- [Selected extract]
▶
Without a word or even much hesitation, Julie lay down on the grass beside me and laid her hands over her chest.

Lead by example, I always say.

Odd Lots

  • As I polish up this Odd Lots, I see that is down, which is significant to me since they host and Have no idea what’s going on yet, nor how long the outage has existed. (I was over at one of Carol’s friends’ rebuilding some very ad-hoc tomato shelters in honor of George Ewing until an hour or so ago.) If some of my pages are inaccessible, it’s not about me; it’s the whole damned hosting service.
  • We lost Martin Gardner the other day, at 95. Amazing man, something like a technical Colin Wilson, who wrote the “Mathematical Games” column in Scientific American for 25 years, edited Humpty Dumpty’s Magazine for Little Children (which I read circa 1957-59) and cranked out books for most of his life. Every one I’ve read has been terrific, and I especially endorse Fads & Fallacies in the Name of Science (1957) and The Annotated Alice (1960.) I should look for a few more.
  • Art Linkletter too, who made it to 97. It was in Linkletter’s very funny book Kids Sure Rite Funny that I found the wonderful kid-quote: “Now that dinosaurs are safely dead, we can call them clumsy and stupid.” The book’s copyright was not renewed and it is now in the public domain; you can read it online or get free ebook copies in various formats here.
  • The problem with how to carry your iPad made it all the way to the Wall Street Journal, which devoted an A-head story to the issue. My correspondents (including a couple who have the iPad) think a belt holster is unrealistic. Best iCartage solution I’ve seen so far (including a photo endorsement from Woz himself) is the Scott eVest, with 22 hidden pockets, including one custom-designed for the iPad.
  • Then again, there’s some unexplored form factor territory between smartphones and iPads. I find the Dell Streak (formerly the Mini 5) intriguing for its size/shape alone. (Here’s an interesting perspective on display size from Engadget.) The 5-inch model that will launch later this year (and in the UK on June 4, I hear) is about the size of an old HP scientific pocket calculator, and in the fevered days of my youth alpha geeks carried those around in leather belt holsters. Even the rumored 7-inch version could be belt-holstered with some care; beyond that it gets dicey. (Dell supposedly has a 10-incher in development.)
  • After asking mobile developer David Beers about his thoughts on the Android OS, I discovered that Google will let you download an Android LiveCD so you can mess around with the OS on an ordinary Intel PC without having to lay out for an actual mobile device.
  • That unpronounceable volcano in Iceland, perhaps fearing that the world was starting to get bored with it, blew a volcanic smoke ring the other day. Many people, perhaps thinking that smoking may be hazardous to a volcano’s health, are cheering it on.
◀
[Location identification entries]
▶
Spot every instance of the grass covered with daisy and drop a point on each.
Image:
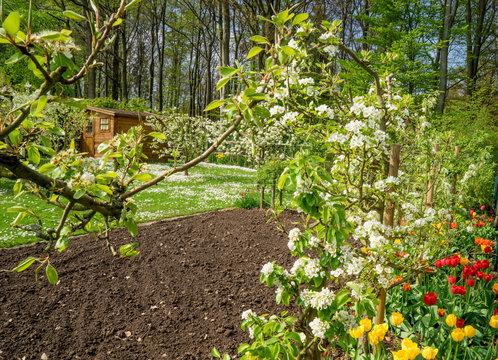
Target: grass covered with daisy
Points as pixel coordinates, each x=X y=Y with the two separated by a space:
x=207 y=187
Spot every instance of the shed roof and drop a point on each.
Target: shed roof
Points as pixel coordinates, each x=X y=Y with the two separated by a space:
x=119 y=112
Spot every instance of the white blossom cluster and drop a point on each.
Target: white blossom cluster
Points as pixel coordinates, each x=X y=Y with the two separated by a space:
x=317 y=299
x=294 y=235
x=319 y=327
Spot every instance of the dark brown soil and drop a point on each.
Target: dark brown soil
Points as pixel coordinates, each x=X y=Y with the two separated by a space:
x=181 y=296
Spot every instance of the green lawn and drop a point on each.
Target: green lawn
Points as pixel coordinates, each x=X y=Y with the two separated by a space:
x=208 y=187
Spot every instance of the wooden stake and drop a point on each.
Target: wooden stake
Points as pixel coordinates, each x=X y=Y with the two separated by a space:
x=429 y=200
x=388 y=221
x=455 y=176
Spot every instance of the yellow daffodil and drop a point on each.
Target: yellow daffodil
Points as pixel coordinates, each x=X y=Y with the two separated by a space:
x=367 y=324
x=469 y=331
x=397 y=318
x=451 y=320
x=493 y=322
x=457 y=334
x=357 y=333
x=429 y=353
◀
- [Exercise instructions] Retype the portion of the Odd Lots passage above that lies between "Without a word" and "damned hosting service.", inclusive.

- [Task answer]
Without a word or even much hesitation, Julie lay down on the grass beside me and laid her hands over her chest.

Lead by example, I always say.

Odd Lots

  • As I polish up this Odd Lots, I see that is down, which is significant to me since they host and Have no idea what’s going on yet, nor how long the outage has existed. (I was over at one of Carol’s friends’ rebuilding some very ad-hoc tomato shelters in honor of George Ewing until an hour or so ago.) If some of my pages are inaccessible, it’s not about me; it’s the whole damned hosting service.